%%
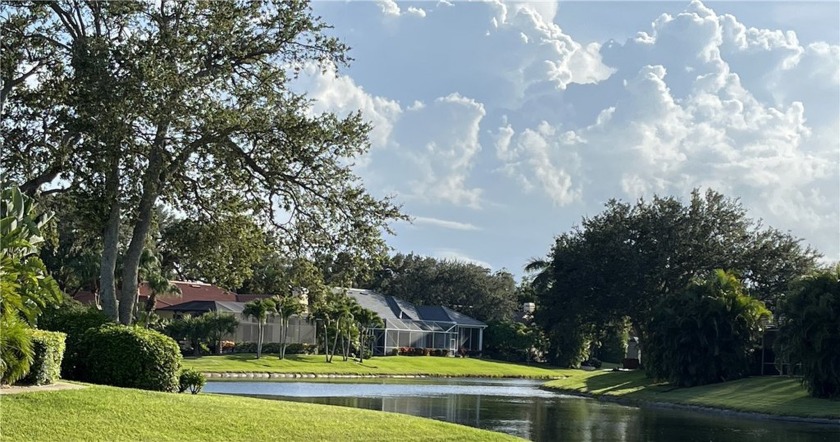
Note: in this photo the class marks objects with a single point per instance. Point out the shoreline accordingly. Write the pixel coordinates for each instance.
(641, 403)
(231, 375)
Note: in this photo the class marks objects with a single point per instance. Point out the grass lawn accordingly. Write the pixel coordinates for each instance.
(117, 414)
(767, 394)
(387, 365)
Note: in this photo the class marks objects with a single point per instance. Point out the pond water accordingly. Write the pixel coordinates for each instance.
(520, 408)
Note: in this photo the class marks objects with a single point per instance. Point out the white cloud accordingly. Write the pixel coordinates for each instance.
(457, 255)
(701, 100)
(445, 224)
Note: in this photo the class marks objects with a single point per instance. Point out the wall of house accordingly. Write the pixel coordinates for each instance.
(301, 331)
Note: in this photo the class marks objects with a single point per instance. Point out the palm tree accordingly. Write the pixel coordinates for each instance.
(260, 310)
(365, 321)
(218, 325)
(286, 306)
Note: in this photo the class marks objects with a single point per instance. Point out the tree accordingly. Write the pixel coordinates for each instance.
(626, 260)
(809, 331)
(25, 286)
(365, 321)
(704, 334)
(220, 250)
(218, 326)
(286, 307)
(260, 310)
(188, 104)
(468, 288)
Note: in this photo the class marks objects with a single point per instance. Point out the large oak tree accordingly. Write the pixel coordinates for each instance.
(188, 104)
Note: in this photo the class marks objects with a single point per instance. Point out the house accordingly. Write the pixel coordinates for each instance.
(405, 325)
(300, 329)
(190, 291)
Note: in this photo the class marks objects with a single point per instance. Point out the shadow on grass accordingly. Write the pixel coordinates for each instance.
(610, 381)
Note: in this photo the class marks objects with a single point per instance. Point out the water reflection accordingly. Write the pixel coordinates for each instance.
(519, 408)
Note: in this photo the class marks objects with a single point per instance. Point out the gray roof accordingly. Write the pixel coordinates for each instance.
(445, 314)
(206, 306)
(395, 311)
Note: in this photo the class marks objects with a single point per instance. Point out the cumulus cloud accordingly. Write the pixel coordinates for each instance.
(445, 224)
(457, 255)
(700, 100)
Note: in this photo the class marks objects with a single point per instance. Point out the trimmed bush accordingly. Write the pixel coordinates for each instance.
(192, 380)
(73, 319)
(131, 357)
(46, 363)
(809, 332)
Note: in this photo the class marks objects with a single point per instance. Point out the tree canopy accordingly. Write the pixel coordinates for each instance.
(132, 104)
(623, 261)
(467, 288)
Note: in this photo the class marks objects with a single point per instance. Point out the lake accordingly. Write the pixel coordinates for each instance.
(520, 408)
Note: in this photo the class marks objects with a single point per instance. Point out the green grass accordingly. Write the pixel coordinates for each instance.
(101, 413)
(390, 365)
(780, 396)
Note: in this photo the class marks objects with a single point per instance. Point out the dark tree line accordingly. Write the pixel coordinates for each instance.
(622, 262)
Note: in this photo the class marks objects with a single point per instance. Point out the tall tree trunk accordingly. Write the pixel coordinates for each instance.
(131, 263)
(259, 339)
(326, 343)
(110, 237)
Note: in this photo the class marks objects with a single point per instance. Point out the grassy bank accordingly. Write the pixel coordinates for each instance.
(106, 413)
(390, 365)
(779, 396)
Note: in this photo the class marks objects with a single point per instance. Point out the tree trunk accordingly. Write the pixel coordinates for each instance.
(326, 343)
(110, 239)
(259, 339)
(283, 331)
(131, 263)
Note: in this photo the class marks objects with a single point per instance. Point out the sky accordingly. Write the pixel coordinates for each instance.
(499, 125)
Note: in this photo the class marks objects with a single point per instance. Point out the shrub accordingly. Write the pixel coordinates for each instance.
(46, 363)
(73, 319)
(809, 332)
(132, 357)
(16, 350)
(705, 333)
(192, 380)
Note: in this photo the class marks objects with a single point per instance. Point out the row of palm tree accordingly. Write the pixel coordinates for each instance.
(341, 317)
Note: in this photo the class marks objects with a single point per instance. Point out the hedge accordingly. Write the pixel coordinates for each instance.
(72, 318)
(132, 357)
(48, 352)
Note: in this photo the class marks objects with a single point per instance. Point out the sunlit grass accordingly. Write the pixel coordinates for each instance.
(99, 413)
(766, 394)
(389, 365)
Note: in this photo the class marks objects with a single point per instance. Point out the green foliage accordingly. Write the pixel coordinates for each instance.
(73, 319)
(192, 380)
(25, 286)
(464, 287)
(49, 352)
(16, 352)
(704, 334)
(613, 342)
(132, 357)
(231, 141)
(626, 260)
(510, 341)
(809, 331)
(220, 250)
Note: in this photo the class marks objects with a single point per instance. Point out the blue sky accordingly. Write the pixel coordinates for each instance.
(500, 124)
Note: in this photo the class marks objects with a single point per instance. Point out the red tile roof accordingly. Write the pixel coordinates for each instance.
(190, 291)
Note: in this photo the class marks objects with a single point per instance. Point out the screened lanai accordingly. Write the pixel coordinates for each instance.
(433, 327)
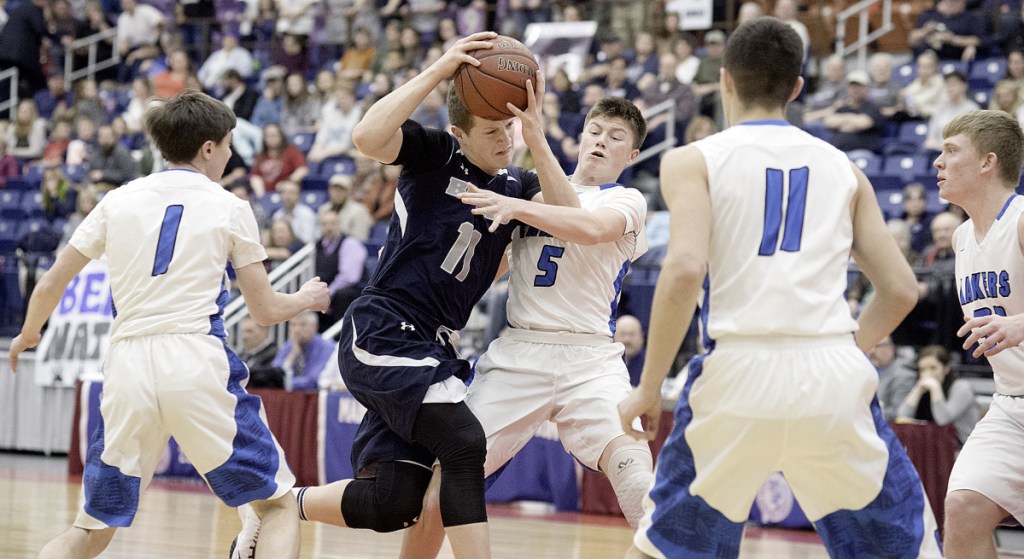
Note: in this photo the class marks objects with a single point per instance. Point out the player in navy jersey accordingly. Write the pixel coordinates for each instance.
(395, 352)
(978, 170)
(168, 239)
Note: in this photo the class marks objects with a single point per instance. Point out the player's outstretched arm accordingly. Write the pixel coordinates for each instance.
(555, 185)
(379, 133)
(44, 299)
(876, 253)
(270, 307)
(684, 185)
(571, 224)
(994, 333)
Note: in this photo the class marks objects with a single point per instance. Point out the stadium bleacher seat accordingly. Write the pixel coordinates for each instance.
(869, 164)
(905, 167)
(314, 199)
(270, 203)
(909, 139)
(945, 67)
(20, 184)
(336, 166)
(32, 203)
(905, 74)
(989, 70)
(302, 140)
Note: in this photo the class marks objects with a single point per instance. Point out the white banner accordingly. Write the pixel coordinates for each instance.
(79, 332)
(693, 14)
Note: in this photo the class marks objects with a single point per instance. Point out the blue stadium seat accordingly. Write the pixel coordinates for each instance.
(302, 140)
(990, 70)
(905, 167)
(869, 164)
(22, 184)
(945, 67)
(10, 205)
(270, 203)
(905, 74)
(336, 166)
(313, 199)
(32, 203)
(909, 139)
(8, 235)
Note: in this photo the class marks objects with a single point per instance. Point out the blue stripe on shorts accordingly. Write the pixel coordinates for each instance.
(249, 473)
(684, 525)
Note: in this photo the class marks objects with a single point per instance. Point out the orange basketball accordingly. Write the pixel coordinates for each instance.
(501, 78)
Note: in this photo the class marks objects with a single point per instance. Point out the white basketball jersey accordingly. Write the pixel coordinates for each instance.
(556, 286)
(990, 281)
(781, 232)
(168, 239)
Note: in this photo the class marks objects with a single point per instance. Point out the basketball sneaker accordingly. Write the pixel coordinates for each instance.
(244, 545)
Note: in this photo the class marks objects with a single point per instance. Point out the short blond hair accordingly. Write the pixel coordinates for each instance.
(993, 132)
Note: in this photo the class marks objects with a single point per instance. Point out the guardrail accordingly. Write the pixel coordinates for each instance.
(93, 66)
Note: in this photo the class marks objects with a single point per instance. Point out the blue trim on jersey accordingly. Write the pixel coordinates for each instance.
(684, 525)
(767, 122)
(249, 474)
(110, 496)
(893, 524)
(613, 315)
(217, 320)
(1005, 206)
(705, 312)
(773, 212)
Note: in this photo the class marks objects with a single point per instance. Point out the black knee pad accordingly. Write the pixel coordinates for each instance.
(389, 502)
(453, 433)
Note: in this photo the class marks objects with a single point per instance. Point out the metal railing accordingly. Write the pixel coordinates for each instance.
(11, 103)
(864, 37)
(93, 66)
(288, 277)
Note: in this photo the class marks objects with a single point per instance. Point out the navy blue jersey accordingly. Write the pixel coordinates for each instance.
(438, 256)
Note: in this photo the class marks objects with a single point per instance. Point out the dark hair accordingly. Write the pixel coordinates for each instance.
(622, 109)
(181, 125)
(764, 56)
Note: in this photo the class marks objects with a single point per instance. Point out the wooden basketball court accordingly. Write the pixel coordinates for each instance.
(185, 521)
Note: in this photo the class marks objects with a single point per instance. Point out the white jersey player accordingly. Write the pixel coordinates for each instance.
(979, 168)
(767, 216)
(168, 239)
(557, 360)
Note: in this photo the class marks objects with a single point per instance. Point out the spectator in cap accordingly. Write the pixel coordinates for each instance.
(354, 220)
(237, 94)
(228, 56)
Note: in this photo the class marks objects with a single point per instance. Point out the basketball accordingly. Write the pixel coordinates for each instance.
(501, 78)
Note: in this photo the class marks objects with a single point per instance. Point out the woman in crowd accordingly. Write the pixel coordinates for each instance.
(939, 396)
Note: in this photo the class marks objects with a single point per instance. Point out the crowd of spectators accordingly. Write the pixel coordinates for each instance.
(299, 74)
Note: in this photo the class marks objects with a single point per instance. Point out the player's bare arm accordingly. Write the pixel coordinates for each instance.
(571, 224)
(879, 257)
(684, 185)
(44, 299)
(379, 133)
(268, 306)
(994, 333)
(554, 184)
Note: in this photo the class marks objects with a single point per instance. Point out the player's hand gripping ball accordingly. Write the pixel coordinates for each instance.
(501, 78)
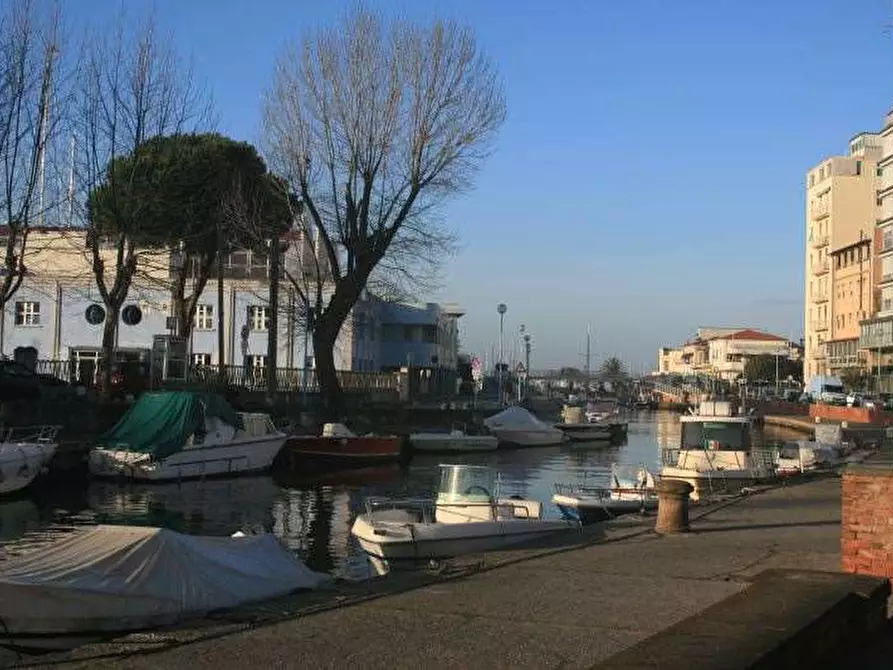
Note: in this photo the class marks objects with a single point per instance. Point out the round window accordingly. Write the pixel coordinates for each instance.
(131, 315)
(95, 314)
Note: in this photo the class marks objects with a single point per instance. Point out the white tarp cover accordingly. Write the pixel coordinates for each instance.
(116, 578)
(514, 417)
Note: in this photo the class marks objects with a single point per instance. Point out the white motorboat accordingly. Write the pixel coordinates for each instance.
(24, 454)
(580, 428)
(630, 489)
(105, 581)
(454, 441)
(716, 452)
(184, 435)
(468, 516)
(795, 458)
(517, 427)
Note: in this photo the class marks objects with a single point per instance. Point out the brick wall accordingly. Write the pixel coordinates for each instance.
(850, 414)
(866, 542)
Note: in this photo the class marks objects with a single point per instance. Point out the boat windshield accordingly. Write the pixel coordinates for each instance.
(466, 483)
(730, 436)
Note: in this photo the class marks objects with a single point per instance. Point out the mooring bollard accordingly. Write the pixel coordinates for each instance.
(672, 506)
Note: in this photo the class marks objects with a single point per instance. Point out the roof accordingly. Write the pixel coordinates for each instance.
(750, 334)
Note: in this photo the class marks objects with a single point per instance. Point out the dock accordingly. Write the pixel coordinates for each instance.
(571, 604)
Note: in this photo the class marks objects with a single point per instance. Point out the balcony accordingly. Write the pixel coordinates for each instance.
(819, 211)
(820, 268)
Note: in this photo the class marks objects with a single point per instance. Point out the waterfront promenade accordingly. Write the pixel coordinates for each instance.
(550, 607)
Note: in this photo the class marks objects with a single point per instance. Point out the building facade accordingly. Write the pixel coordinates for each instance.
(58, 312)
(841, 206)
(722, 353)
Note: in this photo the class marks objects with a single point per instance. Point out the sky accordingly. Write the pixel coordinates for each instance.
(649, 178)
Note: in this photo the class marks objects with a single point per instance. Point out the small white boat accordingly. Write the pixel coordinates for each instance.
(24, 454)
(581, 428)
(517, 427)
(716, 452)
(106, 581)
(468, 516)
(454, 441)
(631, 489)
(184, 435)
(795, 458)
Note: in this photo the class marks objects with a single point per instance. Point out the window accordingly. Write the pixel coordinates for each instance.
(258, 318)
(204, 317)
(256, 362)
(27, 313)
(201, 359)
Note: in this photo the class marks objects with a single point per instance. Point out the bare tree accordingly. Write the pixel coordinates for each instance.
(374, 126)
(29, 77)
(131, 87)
%%
▶ [WHAT TO WORK ON] Once you reach the line containing "out the window", output that line and each one after it exactly, ending with the final line of the listing and adding nothing else.

▶ [YOUR RESPONSE]
Note: in this photo the class marks objects with a single point per instance. Point out the window accordingly. Write the pixel coordinates for each instance.
(258, 318)
(204, 317)
(256, 362)
(27, 313)
(201, 359)
Note: in this photo the class marks objects with a single point per instance. Point out the bare tree accordingly. Write the pixel coordinates for each instance.
(374, 126)
(29, 77)
(131, 87)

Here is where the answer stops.